Rewrite the items below with every "Dots" swapped for "Points", leaving everything else unchanged.

** start Records for this task **

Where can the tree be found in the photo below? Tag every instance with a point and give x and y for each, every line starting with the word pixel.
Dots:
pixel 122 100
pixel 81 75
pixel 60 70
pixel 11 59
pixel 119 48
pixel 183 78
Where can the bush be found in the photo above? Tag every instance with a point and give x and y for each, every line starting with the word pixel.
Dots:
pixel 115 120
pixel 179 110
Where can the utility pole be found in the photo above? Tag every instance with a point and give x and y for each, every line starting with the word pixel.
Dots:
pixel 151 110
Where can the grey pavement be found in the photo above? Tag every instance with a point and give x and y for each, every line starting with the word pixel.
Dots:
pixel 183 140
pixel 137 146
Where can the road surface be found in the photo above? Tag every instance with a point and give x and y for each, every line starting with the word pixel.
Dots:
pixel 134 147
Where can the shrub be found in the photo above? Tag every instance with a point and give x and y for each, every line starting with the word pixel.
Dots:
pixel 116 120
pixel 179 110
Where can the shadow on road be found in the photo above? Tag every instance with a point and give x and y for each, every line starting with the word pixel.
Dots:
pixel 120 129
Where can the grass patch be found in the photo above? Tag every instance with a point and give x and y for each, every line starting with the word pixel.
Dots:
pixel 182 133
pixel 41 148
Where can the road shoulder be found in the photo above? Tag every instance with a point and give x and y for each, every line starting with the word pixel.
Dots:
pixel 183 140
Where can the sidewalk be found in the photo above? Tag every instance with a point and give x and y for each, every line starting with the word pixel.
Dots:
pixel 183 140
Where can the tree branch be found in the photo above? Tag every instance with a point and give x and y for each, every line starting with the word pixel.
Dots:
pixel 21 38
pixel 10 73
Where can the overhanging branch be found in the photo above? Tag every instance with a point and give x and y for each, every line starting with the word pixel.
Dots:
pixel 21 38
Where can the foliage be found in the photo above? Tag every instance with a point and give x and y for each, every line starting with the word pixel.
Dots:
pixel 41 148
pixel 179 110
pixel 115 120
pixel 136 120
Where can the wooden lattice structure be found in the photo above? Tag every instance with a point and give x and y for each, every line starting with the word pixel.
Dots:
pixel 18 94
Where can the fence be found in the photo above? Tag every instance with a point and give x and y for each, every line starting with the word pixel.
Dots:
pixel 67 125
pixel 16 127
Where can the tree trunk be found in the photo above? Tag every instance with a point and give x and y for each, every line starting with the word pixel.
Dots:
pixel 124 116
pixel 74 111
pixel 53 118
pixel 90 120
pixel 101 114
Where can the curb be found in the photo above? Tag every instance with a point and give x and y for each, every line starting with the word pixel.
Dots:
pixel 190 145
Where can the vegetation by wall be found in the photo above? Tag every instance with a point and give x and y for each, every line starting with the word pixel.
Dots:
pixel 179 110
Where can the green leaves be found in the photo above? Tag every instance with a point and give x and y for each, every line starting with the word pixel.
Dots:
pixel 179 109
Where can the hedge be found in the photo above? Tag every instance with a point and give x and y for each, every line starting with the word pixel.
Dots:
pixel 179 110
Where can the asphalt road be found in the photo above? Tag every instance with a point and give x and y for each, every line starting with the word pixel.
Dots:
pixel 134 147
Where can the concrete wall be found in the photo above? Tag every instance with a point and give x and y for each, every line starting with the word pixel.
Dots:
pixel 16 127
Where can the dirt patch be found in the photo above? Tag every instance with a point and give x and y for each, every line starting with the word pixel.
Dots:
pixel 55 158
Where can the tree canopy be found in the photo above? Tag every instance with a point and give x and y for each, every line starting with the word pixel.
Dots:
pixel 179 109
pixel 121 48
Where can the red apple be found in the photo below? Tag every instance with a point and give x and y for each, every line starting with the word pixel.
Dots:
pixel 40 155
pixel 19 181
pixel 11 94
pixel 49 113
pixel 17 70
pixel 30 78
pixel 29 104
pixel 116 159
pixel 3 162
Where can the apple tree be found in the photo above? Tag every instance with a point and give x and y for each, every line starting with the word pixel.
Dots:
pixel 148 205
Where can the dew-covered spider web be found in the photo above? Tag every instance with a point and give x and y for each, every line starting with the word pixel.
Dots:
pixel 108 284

** end Records for this task **

- **Full response**
Where can the tree be found in the photo below? Tag every instance with a point and give x and y for each, every line starting with the word pixel.
Points:
pixel 122 100
pixel 81 75
pixel 60 70
pixel 11 59
pixel 119 48
pixel 183 78
Where can the bush be found in the photo above? Tag every instance with a point and give x and y for each, every line starting with the word pixel.
Points:
pixel 115 120
pixel 179 110
Where can the utility pole be found in the photo above? Tag every instance with a point and give x and y for each, every line starting with the word pixel.
Points:
pixel 151 110
Where can the grey pavement be found in the photo above? Tag every instance with a point and give x and y for each, every line starting with the word pixel.
Points:
pixel 183 140
pixel 137 146
Where can the road surface be found in the photo above? Tag every instance with a point and give x and y for each, every line starting with the word pixel.
Points:
pixel 134 147
Where can the shrub be found in the photo above? Tag every instance with a point and give x and y for each, every line starting with the word pixel.
Points:
pixel 116 120
pixel 179 110
Where can the shadow on road be found in the photo above? Tag every instance with a point and give x and y for each, every line starting with the word pixel.
Points:
pixel 120 129
Where can the grass patch be found in the photo above? Tag every instance with a point and give x and y for each, every line starting with the word pixel.
Points:
pixel 182 133
pixel 41 148
Where can the road shoulder be found in the photo above? Tag every instance with a point and give x and y for each, every line starting with the word pixel.
Points:
pixel 183 140
Where can the sidewalk be found in the photo above? Tag every instance with a point and give x and y for each, every line starting with the word pixel.
Points:
pixel 183 140
Where can the tree branch be found in the photo above? Tag every instance with a point and give x and y for each, every line starting with the word pixel.
Points:
pixel 21 38
pixel 10 73
Where can the overhanging branch be found in the photo above? Tag every instance with a point and give x and y for each, every line starting with the word pixel.
Points:
pixel 21 38
Where can the foliage be found in the photo above? Tag every instance with a point and give x and y for each, every line starting with the word pixel.
Points:
pixel 41 148
pixel 179 110
pixel 115 120
pixel 136 120
Where can the wooden lattice structure be found in the photo above? Tag every instance with a point and give x and y for each, every line starting with the word pixel.
Points:
pixel 18 94
Where can the fence be found in the photo above? Tag every instance with a point and give x and y for each, every line starting with the word pixel.
Points:
pixel 67 125
pixel 16 127
Where can the tree trunk be found in the photo above? Tag every instance with a point and give x and y for each, every line starting with the word pixel.
Points:
pixel 124 116
pixel 74 111
pixel 53 118
pixel 90 120
pixel 101 114
Where can the curb be found in the photo above? Tag every instance with a point and give x and y for each, every line starting with the word pixel.
Points:
pixel 190 145
Where can the vegetation by wall be found in the photo above? Tag every instance with a point and give x and y for each, every line starting with the word pixel.
Points:
pixel 179 110
Where can the green leaves be found in the photo above? Tag every instance with a point and give x and y for each, every line starting with the word pixel.
Points:
pixel 179 109
Where can the hedge be found in the photo above? Tag every instance with a point and give x and y for each, every line starting with the word pixel.
Points:
pixel 179 110
Where can the asphalt road be found in the photo above? Tag every instance with a point and give x and y for each, every line starting with the word pixel.
Points:
pixel 134 147
Where can the concrete wall be found in the photo above? Tag every instance with a point and give x and y for each, every line starting with the word pixel.
Points:
pixel 16 127
Where can the dirt patch be found in the photo above? Tag every instance with a point and give x and y for each, every line starting with the word pixel.
Points:
pixel 55 158
Where can the tree canopy be found in the photo above? Tag every instance with a point and give x and y for each, every line starting with the word pixel.
Points:
pixel 179 109
pixel 121 48
Where can the red apple be found in the photo below? Tag every instance with a point and give x and y for each, every line starting with the word pixel.
Points:
pixel 40 155
pixel 19 181
pixel 11 94
pixel 49 113
pixel 17 70
pixel 30 78
pixel 29 104
pixel 116 159
pixel 3 162
Where can the apple tree be found in the photo above? Tag every instance with a point and give x and y for each, every line starting with the word pixel.
Points:
pixel 148 205
Where can the dew-covered spider web be found in the photo above? Tag every instance with a point and give x and y for each, every line starting with the word pixel.
Points:
pixel 108 284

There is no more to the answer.